Directions for this task.
Where does the word "frame" show up in the records? Copy every line that holds it.

[Image-grounded pointing data]
_ _ _

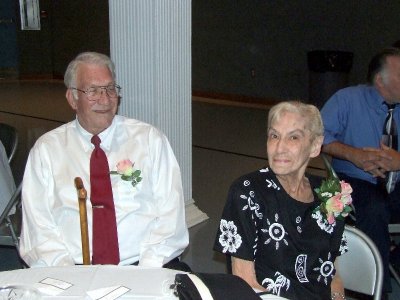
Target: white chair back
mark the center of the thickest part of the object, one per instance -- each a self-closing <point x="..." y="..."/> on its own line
<point x="361" y="268"/>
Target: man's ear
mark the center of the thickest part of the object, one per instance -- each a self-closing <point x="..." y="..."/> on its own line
<point x="71" y="100"/>
<point x="378" y="80"/>
<point x="316" y="146"/>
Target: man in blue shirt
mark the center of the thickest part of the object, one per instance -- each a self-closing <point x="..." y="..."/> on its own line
<point x="354" y="119"/>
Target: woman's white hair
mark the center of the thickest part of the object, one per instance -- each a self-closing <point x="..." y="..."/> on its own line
<point x="308" y="111"/>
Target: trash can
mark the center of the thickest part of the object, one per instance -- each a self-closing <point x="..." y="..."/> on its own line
<point x="328" y="72"/>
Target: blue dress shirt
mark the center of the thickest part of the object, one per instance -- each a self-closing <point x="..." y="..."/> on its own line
<point x="355" y="116"/>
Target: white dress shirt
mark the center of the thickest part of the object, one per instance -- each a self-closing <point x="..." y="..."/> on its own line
<point x="150" y="216"/>
<point x="7" y="184"/>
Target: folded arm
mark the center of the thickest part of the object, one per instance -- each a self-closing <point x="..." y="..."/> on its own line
<point x="41" y="241"/>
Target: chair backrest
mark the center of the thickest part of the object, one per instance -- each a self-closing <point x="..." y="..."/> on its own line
<point x="10" y="225"/>
<point x="9" y="139"/>
<point x="361" y="268"/>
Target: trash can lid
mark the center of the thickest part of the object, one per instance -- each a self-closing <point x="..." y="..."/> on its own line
<point x="330" y="61"/>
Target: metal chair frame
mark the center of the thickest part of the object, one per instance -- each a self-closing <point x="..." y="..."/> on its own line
<point x="9" y="139"/>
<point x="11" y="238"/>
<point x="361" y="268"/>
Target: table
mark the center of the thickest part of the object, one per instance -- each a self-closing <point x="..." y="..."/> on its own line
<point x="76" y="281"/>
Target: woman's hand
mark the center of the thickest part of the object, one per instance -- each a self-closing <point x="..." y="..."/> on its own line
<point x="245" y="269"/>
<point x="337" y="289"/>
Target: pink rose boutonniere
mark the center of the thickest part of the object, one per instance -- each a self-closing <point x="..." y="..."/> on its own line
<point x="127" y="173"/>
<point x="335" y="196"/>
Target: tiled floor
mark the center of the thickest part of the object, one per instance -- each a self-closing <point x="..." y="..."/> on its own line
<point x="228" y="141"/>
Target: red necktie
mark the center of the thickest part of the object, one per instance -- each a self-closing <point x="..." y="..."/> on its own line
<point x="105" y="237"/>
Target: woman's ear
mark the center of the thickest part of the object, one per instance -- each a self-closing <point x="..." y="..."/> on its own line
<point x="316" y="146"/>
<point x="70" y="98"/>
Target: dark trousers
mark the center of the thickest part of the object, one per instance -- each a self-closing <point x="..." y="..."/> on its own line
<point x="375" y="209"/>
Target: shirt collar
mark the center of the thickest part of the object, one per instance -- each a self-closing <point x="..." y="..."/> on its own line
<point x="105" y="136"/>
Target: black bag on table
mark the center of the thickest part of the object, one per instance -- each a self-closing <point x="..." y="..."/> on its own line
<point x="209" y="286"/>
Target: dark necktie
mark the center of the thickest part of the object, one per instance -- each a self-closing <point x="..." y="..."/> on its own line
<point x="105" y="237"/>
<point x="390" y="139"/>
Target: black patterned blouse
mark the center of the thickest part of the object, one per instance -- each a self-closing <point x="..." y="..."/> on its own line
<point x="293" y="248"/>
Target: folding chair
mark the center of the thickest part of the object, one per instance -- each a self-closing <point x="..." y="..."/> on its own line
<point x="10" y="225"/>
<point x="361" y="268"/>
<point x="9" y="139"/>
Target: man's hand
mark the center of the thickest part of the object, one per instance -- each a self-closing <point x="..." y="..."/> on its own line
<point x="376" y="161"/>
<point x="372" y="160"/>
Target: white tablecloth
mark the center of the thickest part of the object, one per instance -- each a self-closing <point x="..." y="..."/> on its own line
<point x="143" y="283"/>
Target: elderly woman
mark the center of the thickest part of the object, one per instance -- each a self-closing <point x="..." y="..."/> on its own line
<point x="271" y="226"/>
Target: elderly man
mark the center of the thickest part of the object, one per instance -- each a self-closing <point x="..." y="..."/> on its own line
<point x="135" y="199"/>
<point x="361" y="133"/>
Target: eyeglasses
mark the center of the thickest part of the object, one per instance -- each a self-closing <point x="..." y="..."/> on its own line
<point x="95" y="92"/>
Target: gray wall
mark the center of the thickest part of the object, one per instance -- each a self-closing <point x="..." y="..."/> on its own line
<point x="270" y="39"/>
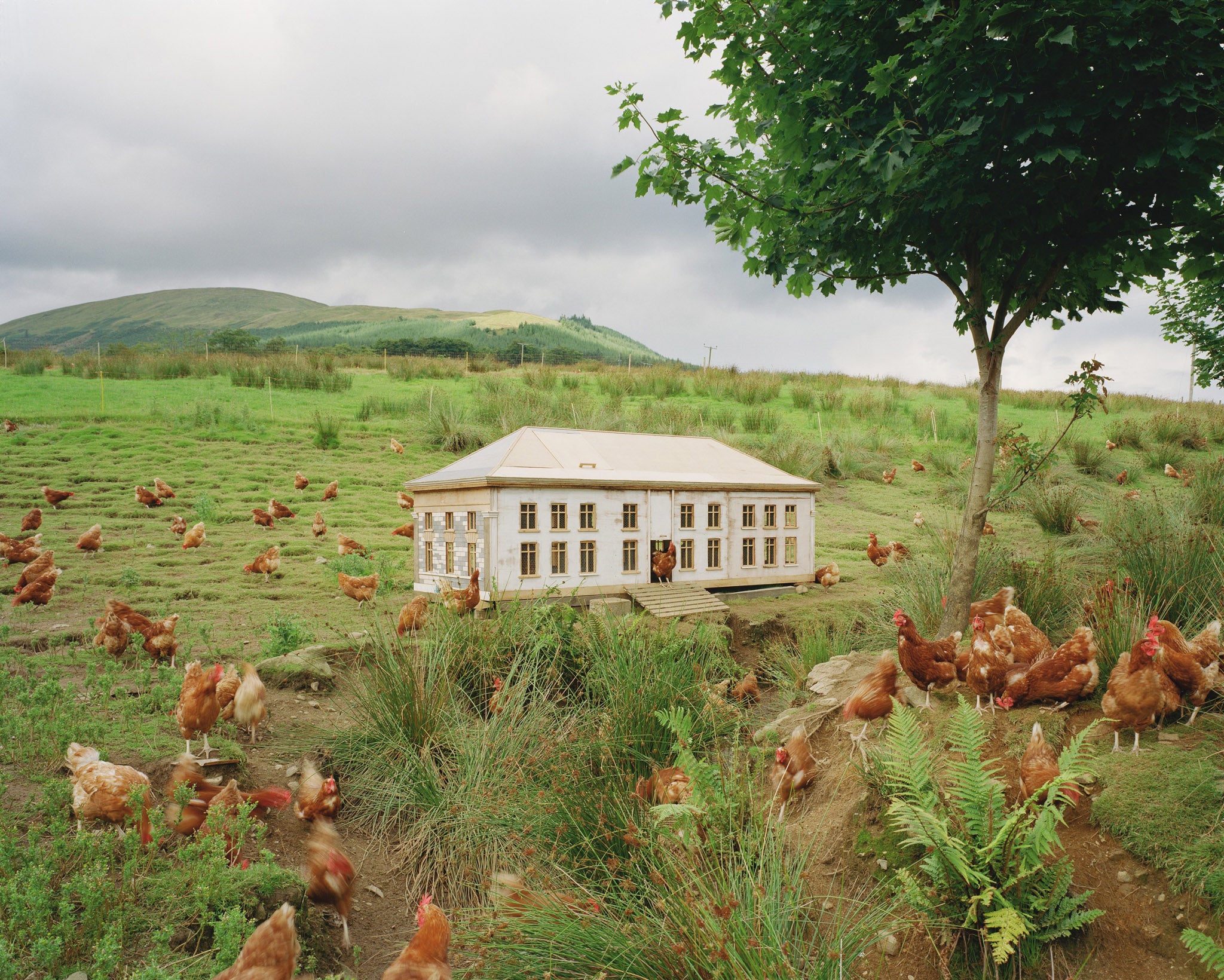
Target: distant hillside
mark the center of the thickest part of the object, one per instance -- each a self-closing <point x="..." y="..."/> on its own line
<point x="185" y="317"/>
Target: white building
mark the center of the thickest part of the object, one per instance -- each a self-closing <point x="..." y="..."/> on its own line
<point x="580" y="512"/>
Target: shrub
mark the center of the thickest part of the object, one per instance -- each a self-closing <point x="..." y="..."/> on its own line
<point x="989" y="869"/>
<point x="287" y="633"/>
<point x="327" y="431"/>
<point x="1055" y="508"/>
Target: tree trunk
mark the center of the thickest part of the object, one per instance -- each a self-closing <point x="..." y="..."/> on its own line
<point x="965" y="561"/>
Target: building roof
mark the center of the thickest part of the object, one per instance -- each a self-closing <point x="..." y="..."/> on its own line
<point x="536" y="455"/>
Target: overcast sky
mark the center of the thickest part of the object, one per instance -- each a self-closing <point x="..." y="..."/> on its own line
<point x="451" y="155"/>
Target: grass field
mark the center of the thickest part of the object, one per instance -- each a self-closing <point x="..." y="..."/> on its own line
<point x="227" y="449"/>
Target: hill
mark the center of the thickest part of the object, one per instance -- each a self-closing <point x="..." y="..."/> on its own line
<point x="183" y="318"/>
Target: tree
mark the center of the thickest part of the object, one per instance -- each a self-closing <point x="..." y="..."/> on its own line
<point x="1037" y="160"/>
<point x="234" y="341"/>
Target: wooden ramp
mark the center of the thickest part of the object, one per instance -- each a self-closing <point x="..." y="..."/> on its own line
<point x="666" y="600"/>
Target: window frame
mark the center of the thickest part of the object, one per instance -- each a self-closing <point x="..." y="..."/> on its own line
<point x="583" y="552"/>
<point x="629" y="550"/>
<point x="558" y="550"/>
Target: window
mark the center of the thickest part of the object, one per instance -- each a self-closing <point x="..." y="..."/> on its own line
<point x="628" y="556"/>
<point x="688" y="561"/>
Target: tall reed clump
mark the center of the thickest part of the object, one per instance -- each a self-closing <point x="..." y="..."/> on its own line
<point x="1176" y="563"/>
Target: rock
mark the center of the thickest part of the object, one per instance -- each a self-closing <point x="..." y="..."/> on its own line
<point x="298" y="669"/>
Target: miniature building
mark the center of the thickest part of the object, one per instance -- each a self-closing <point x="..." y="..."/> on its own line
<point x="582" y="512"/>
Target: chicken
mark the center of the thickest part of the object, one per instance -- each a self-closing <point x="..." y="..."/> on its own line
<point x="345" y="545"/>
<point x="1133" y="694"/>
<point x="413" y="615"/>
<point x="57" y="497"/>
<point x="987" y="669"/>
<point x="316" y="795"/>
<point x="873" y="697"/>
<point x="113" y="634"/>
<point x="1039" y="765"/>
<point x="828" y="575"/>
<point x="876" y="555"/>
<point x="145" y="497"/>
<point x="425" y="957"/>
<point x="1026" y="642"/>
<point x="461" y="601"/>
<point x="22" y="552"/>
<point x="794" y="768"/>
<point x="91" y="541"/>
<point x="927" y="662"/>
<point x="39" y="591"/>
<point x="266" y="563"/>
<point x="100" y="791"/>
<point x="331" y="872"/>
<point x="41" y="565"/>
<point x="662" y="564"/>
<point x="197" y="708"/>
<point x="747" y="689"/>
<point x="225" y="690"/>
<point x="195" y="537"/>
<point x="1065" y="676"/>
<point x="362" y="589"/>
<point x="1194" y="668"/>
<point x="272" y="951"/>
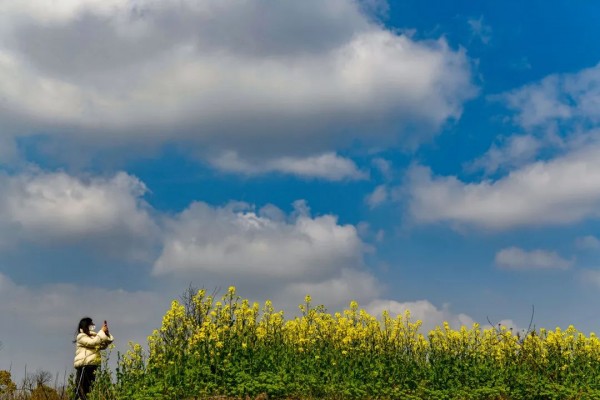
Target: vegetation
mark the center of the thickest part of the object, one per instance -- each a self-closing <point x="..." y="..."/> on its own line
<point x="231" y="348"/>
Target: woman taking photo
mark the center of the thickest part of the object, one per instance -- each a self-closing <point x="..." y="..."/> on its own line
<point x="87" y="354"/>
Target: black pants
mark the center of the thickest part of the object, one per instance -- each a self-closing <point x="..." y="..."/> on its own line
<point x="84" y="379"/>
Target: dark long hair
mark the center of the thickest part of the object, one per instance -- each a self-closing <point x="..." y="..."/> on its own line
<point x="84" y="326"/>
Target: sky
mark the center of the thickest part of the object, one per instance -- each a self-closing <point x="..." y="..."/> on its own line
<point x="442" y="157"/>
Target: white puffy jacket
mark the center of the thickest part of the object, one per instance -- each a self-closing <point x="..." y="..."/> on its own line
<point x="87" y="351"/>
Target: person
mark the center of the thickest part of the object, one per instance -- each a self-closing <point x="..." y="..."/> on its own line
<point x="87" y="354"/>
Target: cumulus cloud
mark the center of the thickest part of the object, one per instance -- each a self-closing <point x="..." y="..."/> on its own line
<point x="336" y="292"/>
<point x="423" y="310"/>
<point x="285" y="79"/>
<point x="237" y="241"/>
<point x="516" y="258"/>
<point x="563" y="190"/>
<point x="328" y="166"/>
<point x="43" y="321"/>
<point x="56" y="208"/>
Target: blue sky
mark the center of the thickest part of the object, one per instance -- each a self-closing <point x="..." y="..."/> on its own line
<point x="437" y="156"/>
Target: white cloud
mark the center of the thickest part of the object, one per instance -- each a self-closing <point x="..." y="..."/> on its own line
<point x="43" y="321"/>
<point x="383" y="166"/>
<point x="430" y="315"/>
<point x="518" y="259"/>
<point x="558" y="98"/>
<point x="563" y="190"/>
<point x="295" y="81"/>
<point x="588" y="242"/>
<point x="327" y="166"/>
<point x="236" y="241"/>
<point x="379" y="196"/>
<point x="336" y="292"/>
<point x="49" y="208"/>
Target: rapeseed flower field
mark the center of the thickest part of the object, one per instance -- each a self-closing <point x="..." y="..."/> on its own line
<point x="233" y="348"/>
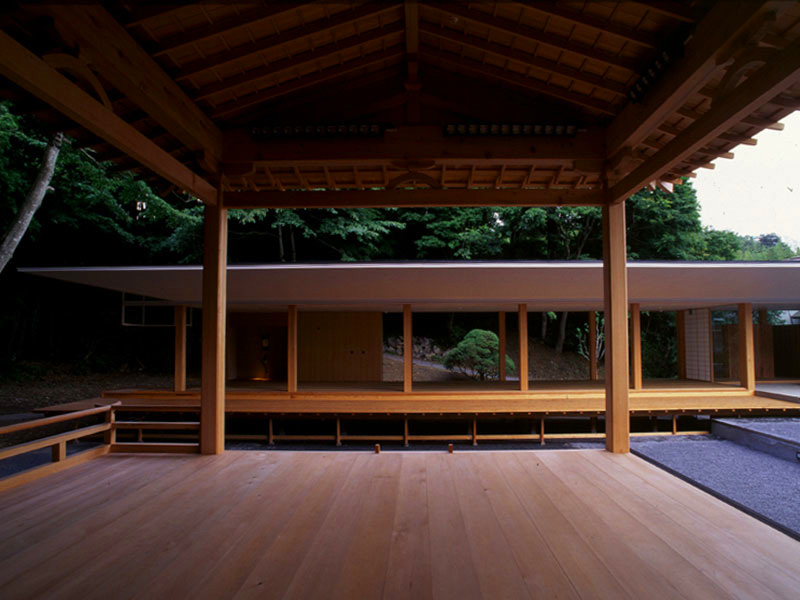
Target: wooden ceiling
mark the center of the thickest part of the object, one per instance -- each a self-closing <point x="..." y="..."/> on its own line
<point x="270" y="101"/>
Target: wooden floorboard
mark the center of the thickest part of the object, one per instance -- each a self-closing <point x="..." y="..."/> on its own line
<point x="547" y="524"/>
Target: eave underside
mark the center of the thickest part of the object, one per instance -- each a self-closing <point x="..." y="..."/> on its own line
<point x="634" y="94"/>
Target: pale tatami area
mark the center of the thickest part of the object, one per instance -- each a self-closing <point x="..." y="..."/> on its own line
<point x="547" y="524"/>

_ _ _

Reply.
Target: metal chair frame
Target: window frame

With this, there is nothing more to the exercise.